_WORK ITEM_
Answer these questions using the text on RNA deamination in SARS-CoV-2:
1. Which enzyme has a high affinity for stable dsRNA?
2. Why can't human RNA deamination sites pile up generation after generation?
3. What one effective way does the text give to lessen the mutation of the viral RNA?

_SOURCE PASSAGE_

┄┄┄┄┄┄

Role of RNA structure in promoting C-to-U deamination in SARS-CoV-2
The genome architecture has been found to vary significantly from species to species. In most animals, the GC content is higher than the AT content. However, in SARS-CoV-2, the opposite has been observed in that the AT content is higher than the GC content.
Since GC base pairs are biochemically more stable than the AT base pairs, RNA containing higher GC content are more likely to fold into a stable secondary structure and for double-stranded RNA (dsRNA). Therefore, mRNAs in animals are more likely to form dsRNA as compared to viral RNA that forms single-stranded RNA (ssRNA).
RNA deaminases are known to have their preference on RNA structures. For example, ADAR has a high affinity for stable dsRNA, while the cytidine deaminase, similar to APOBEC, tends to bind to ssRNA.
Therefore, in a cell that is infected by SARS-CoV-2, the endogenous mRNAs are targeted by ADAR, while the viral RNAs are targeted by APOBEC. Thus, although the host mRNA and viral RNA exist in the same environment, they undergo different fates due to different sequence features that further lead C-to-U deamination to become predominant in the SARS-CoV-2 genome.
The fast evolution of the SARS-CoV-2 genome may be due to higher deamination
It has been observed that the percentage of deamination in the human genome is much lower as compared to the SARS-CoV-2 genome. However, for both humans and SARS-CoV2, the deamination sites in the RNA sequence data are searched against the reference genome sequence.
Since the human RNAs are not heritable, the RNA deamination site in one generation might not be deaminated in the next generation. Therefore, the human RNA deamination sites cannot accumulate generation after generation.
However, the RNAs of SARS-CoV-2 are heritable. The RNA deaminations sites of one generation are used as a template for the next generation. Therefore, the deaminations can rapidly accumulate. Thus, different viral strains isolated from different patients often carry different mutations due to the random nature of deamination exerted by the host.
Impact of natural selection on SARS-CoV-2 evolution
The A-to-I and C-to-U substitutions rapidly accumulate in the viral genome depending upon its replication strategy. The single-stranded AT-rich regions are usually targeted by APOBEC and serve as hotspots for C-to-U deamination. This deamination leads to higher AT content since C is converted into U.
In the next generation, the AT content of this local RNA region will be increased further. This loop continues until all the cytidines are converted into uridine.
However, in reality, the evolution of SARS-CoV-2 is not so fast. Evolution is a combination of mutations and natural selection. While mutation occurs randomly, natural selection eliminates all deleterious mutations.
Under certain circumstances, the viral sequence with a C-to-U substitution might be less adaptive as compared to the sequence before mutation. Therefore, the faster mutation does not correspond to faster evolution all the time.
Future perspective
Although natural selection slows down the nucleotide substitution rate in viruses, host-driven deamination provides several chances for SARS-CoV-2 to determine which sequence is most suitable for invading human cells. If one viral sequence is found to have higher virulence, it is naturally selected.
Once the virus enters the host, cellular RNA deamination cannot be stopped. This results in fast mutation of the viral RNA. One effective way of alleviating this mutation is to block transmission of the virus.
If the viral RNAs cannot access the host cell, the mutation rate is significantly reduced. Finally, it can be concluded that even though many vaccines are now developed against SARS-CoV-2, prevention of virus transmission remains one of the powerful approaches to control the pandemic.

┄┄┄┄┄┄

(Dataset excerpts)
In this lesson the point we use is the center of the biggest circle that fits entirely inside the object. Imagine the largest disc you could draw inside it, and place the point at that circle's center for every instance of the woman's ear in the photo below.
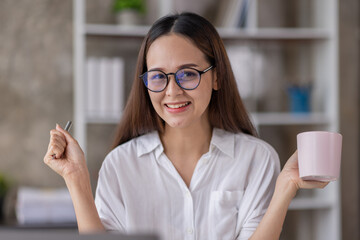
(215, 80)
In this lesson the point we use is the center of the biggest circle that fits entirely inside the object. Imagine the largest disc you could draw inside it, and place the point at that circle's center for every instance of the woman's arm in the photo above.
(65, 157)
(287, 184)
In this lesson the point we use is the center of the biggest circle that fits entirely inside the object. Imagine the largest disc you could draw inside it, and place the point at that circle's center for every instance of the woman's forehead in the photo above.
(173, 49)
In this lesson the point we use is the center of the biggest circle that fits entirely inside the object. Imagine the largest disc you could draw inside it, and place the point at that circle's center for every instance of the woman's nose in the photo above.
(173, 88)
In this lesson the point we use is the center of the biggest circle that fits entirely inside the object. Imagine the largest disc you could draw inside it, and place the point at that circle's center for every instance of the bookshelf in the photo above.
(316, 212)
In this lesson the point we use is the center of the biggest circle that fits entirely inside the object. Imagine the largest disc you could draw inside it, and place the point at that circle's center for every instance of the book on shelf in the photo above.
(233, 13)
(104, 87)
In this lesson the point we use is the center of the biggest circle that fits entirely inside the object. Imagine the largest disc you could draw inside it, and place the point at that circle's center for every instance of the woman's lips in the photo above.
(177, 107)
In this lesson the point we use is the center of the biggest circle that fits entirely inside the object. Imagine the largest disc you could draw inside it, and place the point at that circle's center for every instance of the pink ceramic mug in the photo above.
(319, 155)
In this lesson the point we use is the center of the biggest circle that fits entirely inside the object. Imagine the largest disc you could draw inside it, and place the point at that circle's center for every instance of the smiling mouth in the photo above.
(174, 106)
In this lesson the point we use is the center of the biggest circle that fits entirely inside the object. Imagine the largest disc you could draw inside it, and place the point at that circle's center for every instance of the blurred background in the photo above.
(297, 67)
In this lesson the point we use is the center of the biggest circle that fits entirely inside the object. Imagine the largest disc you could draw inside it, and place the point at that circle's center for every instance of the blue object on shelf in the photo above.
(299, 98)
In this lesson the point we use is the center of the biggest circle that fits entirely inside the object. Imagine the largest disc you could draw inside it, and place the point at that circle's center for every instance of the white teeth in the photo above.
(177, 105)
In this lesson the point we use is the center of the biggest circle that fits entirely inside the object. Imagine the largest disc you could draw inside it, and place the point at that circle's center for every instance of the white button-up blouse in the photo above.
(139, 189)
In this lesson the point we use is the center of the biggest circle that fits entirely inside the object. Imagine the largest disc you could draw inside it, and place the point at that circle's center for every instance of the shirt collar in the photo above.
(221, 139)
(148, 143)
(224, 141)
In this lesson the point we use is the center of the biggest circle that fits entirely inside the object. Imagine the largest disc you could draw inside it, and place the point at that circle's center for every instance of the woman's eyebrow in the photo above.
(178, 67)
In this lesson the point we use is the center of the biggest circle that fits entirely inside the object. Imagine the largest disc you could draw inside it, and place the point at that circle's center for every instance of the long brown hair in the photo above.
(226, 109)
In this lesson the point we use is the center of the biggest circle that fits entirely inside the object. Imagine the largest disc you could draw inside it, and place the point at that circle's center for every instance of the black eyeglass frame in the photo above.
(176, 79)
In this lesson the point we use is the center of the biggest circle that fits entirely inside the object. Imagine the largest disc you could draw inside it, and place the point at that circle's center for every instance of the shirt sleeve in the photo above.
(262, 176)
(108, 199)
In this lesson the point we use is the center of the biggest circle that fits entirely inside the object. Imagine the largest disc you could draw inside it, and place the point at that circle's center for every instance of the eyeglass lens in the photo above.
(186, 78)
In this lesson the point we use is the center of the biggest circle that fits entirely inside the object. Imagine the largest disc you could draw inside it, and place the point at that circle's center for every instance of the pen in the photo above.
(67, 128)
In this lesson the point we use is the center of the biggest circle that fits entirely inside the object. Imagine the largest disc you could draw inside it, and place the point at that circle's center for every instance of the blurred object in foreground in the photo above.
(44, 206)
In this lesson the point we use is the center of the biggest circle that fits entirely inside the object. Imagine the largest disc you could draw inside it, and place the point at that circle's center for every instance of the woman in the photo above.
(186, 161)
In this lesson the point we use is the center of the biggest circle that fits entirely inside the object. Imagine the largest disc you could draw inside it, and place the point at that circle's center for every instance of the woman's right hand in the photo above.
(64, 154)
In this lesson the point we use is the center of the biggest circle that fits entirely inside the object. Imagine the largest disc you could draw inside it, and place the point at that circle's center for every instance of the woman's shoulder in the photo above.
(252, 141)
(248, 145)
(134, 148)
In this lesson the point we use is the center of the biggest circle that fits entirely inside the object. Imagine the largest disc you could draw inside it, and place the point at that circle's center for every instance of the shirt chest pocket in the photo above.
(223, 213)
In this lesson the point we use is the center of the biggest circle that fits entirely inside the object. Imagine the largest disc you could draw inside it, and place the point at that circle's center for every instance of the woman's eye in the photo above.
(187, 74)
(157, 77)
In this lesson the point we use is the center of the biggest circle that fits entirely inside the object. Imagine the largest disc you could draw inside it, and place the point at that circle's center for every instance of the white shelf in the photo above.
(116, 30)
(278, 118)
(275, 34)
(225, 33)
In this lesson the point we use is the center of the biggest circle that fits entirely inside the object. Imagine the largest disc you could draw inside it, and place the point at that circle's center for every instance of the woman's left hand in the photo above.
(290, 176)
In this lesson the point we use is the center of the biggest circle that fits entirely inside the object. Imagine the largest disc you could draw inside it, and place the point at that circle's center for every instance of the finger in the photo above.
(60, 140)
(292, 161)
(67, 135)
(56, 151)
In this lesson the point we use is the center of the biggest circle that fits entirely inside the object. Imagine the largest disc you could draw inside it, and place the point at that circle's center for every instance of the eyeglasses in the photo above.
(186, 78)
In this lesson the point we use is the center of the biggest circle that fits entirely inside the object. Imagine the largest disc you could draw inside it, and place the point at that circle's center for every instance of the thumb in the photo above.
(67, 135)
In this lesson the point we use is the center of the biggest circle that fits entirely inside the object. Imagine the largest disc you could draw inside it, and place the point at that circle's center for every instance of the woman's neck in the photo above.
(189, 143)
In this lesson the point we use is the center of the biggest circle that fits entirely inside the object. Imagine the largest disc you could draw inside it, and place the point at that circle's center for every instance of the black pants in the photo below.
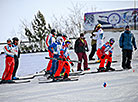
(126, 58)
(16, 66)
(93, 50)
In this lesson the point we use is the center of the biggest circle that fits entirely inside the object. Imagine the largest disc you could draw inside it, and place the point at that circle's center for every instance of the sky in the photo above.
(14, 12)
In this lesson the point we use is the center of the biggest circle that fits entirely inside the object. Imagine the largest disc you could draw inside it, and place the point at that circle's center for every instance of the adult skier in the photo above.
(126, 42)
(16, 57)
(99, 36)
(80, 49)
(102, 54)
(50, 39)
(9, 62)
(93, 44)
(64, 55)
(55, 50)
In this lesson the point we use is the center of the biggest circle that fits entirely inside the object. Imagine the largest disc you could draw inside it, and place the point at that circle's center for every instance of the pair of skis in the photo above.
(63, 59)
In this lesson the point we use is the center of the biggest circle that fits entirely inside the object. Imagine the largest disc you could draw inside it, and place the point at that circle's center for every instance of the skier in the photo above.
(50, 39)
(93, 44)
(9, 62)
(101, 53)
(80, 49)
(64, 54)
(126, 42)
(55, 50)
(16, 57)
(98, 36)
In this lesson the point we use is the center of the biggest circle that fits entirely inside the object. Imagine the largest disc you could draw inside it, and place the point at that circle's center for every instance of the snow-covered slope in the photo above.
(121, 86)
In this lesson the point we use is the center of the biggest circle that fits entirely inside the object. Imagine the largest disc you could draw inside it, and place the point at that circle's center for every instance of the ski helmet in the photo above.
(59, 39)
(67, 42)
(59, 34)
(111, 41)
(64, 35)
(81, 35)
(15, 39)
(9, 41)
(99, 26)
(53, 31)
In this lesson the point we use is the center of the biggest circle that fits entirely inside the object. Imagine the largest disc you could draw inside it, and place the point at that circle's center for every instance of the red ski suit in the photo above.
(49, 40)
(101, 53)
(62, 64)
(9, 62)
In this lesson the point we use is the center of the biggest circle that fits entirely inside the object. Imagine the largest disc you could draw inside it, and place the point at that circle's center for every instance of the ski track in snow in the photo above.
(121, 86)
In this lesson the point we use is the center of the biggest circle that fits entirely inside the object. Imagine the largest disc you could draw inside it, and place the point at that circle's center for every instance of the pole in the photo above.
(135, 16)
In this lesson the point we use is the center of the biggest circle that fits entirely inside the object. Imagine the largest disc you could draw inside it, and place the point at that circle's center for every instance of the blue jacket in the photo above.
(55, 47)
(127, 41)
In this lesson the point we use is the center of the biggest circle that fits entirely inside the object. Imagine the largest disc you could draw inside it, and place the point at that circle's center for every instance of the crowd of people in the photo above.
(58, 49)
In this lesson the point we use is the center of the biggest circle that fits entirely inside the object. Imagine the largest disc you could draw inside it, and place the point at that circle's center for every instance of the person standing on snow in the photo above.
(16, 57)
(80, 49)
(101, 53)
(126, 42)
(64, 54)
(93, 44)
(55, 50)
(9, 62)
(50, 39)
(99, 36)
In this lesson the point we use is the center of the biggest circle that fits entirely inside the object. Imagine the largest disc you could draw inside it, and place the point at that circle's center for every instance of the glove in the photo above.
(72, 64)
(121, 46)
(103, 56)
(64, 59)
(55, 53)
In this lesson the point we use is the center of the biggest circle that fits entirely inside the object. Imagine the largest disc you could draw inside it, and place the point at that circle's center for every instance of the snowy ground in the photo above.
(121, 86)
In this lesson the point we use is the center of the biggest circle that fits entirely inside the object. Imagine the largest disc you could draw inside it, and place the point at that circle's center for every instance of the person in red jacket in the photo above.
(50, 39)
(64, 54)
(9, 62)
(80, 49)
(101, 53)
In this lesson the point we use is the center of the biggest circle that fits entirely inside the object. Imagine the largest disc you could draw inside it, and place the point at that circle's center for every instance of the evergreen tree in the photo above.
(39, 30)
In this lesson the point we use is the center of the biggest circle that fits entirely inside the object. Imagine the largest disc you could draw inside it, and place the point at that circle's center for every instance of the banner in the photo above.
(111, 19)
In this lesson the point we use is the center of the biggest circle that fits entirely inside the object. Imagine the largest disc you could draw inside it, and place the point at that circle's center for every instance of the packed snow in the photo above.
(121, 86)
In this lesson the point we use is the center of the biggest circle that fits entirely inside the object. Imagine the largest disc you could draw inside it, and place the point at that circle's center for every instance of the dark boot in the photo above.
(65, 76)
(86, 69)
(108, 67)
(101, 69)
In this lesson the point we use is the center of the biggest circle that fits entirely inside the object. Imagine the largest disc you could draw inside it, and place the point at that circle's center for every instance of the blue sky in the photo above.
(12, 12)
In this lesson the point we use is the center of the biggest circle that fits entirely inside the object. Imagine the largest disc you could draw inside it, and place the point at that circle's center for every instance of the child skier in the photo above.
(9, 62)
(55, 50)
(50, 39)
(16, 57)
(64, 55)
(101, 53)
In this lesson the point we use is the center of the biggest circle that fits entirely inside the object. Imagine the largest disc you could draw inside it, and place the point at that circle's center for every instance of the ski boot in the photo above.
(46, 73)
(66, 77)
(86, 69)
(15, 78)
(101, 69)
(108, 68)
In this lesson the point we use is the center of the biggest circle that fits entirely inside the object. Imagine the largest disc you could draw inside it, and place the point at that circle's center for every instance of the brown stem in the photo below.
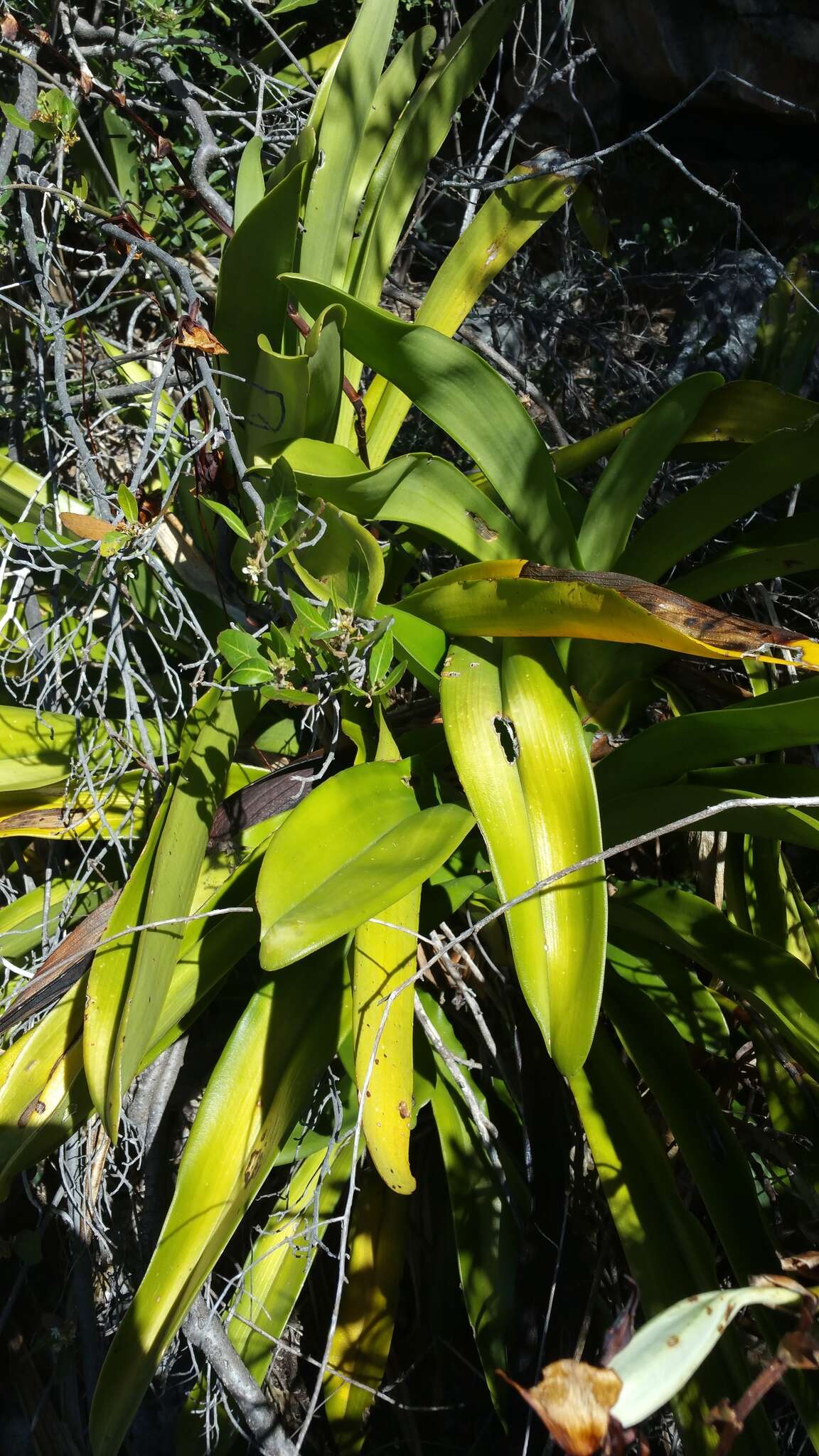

┄┄┄┄┄┄

_RESPONSE BELOW_
1. ADAR.
2. Human RNAs are not heritable.
3. Blocking transmission of the virus.